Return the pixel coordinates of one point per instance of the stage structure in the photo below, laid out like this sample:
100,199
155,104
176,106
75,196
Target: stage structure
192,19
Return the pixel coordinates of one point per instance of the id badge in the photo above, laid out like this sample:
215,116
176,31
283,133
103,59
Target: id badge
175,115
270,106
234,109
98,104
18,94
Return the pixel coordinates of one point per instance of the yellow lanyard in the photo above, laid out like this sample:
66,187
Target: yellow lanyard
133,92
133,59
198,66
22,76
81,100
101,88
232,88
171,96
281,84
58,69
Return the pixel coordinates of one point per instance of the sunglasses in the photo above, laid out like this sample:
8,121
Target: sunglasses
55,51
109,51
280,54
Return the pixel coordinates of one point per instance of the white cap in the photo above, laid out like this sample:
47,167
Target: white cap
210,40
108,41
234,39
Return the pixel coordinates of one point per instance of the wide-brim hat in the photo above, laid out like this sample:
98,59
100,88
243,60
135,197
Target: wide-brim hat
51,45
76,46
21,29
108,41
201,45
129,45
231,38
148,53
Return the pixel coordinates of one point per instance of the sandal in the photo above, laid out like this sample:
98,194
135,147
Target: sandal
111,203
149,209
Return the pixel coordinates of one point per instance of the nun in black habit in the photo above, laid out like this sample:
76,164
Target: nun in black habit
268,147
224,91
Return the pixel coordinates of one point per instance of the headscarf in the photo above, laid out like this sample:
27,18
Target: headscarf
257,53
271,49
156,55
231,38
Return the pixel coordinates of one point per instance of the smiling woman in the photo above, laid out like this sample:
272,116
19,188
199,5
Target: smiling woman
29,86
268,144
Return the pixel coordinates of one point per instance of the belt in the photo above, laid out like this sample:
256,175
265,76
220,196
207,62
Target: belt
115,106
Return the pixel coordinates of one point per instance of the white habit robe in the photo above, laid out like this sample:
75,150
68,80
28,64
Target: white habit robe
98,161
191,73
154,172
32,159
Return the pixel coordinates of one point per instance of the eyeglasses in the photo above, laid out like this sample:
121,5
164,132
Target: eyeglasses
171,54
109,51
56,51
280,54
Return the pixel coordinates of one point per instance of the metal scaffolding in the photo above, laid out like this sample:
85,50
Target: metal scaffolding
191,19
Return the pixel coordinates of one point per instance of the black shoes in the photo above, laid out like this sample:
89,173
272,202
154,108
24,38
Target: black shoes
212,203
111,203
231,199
________________________
## SET PROBLEM
Put each line of the material above into a Markdown table with two columns, Number and Entry. Number each line in order and leave out blank lines.

## RESPONSE
| Number | Entry |
|---|---|
| 1 | Return the pixel coordinates of one point per instance of the stage structure in the photo below, laid out like this sample: |
| 2 | 100,199 |
| 3 | 155,104 |
| 4 | 176,106 |
| 5 | 75,196 |
| 6 | Target: stage structure |
| 7 | 192,19 |
| 8 | Return the pixel coordinates of one point per instance of the id badge in the photo above, laid out like this sample: |
| 9 | 215,116 |
| 10 | 176,31 |
| 11 | 283,133 |
| 12 | 103,59 |
| 13 | Target: id badge |
| 14 | 175,115 |
| 15 | 270,106 |
| 16 | 234,109 |
| 17 | 98,104 |
| 18 | 18,94 |
| 19 | Return the pixel coordinates of one point per instance of the yellow lanyard in the photo above, laid out like this sample: |
| 20 | 66,187 |
| 21 | Target: yellow lanyard |
| 22 | 133,92 |
| 23 | 133,59 |
| 24 | 198,66 |
| 25 | 22,76 |
| 26 | 81,100 |
| 27 | 101,88 |
| 28 | 232,88 |
| 29 | 171,96 |
| 30 | 281,84 |
| 31 | 58,69 |
| 32 | Return the pixel coordinates of one point per instance of the sunglasses in the photo above, laid out like this sample: |
| 33 | 8,121 |
| 34 | Target: sunglasses |
| 35 | 55,51 |
| 36 | 109,51 |
| 37 | 280,54 |
| 38 | Return the pixel coordinates of one point per instance of the white cap in the photo above, laid out like this sample: |
| 39 | 47,167 |
| 40 | Target: white cap |
| 41 | 210,40 |
| 42 | 108,41 |
| 43 | 234,39 |
| 44 | Return the pixel coordinates of one point per instance of the wide-brim hat in the photo above, laid out like this sample: |
| 45 | 98,59 |
| 46 | 100,88 |
| 47 | 243,60 |
| 48 | 135,197 |
| 49 | Target: wide-brim hat |
| 50 | 51,45 |
| 51 | 76,46 |
| 52 | 21,29 |
| 53 | 108,41 |
| 54 | 201,45 |
| 55 | 129,45 |
| 56 | 231,38 |
| 57 | 148,53 |
| 58 | Return the pixel coordinates of one point per instance of the sandal in the photo above, laid out like this sample: |
| 59 | 98,194 |
| 60 | 135,147 |
| 61 | Target: sandal |
| 62 | 111,203 |
| 63 | 149,209 |
| 64 | Return the pixel coordinates of one point per instance of the nun in black habit in the photo above, laid out like this sample: |
| 65 | 76,164 |
| 66 | Target: nun in black habit |
| 67 | 268,147 |
| 68 | 224,91 |
| 69 | Return the pixel coordinates of one point per instance of the headscarf in the photo above, laid out like this sample: |
| 70 | 27,18 |
| 71 | Target: headscarf |
| 72 | 257,53 |
| 73 | 271,49 |
| 74 | 156,55 |
| 75 | 231,38 |
| 76 | Return the pixel coordinates of one point per instance of the smiling woman in the photo above, laid out like this sample: |
| 77 | 272,116 |
| 78 | 19,188 |
| 79 | 199,5 |
| 80 | Target: smiling woman |
| 81 | 29,86 |
| 82 | 268,144 |
| 83 | Return the pixel coordinates of one point per instance of the belt in the photo above, laid out like this sample: |
| 84 | 256,175 |
| 85 | 265,76 |
| 86 | 220,196 |
| 87 | 207,62 |
| 88 | Target: belt |
| 89 | 115,106 |
| 90 | Return the pixel coordinates of one point per instance of the white habit robe in the photo above, laid out like this sample: |
| 91 | 75,150 |
| 92 | 68,80 |
| 93 | 28,64 |
| 94 | Target: white habit robe |
| 95 | 98,161 |
| 96 | 191,73 |
| 97 | 154,172 |
| 98 | 32,159 |
| 99 | Return the pixel coordinates of one point per instance of the eyeglasses in the photo above, laid out like this sample: |
| 100 | 121,5 |
| 101 | 164,132 |
| 102 | Target: eyeglasses |
| 103 | 171,54 |
| 104 | 109,51 |
| 105 | 56,51 |
| 106 | 280,54 |
| 107 | Return the pixel coordinates of one point per instance of the metal scaffolding in the photo above, laid out like this sample: |
| 108 | 85,50 |
| 109 | Target: metal scaffolding |
| 110 | 191,19 |
| 111 | Return the pixel coordinates of one point per instance of the black shoes in the photo above, laid out like this sample: |
| 112 | 89,173 |
| 113 | 272,202 |
| 114 | 154,108 |
| 115 | 24,38 |
| 116 | Target: black shoes |
| 117 | 212,203 |
| 118 | 111,203 |
| 119 | 231,199 |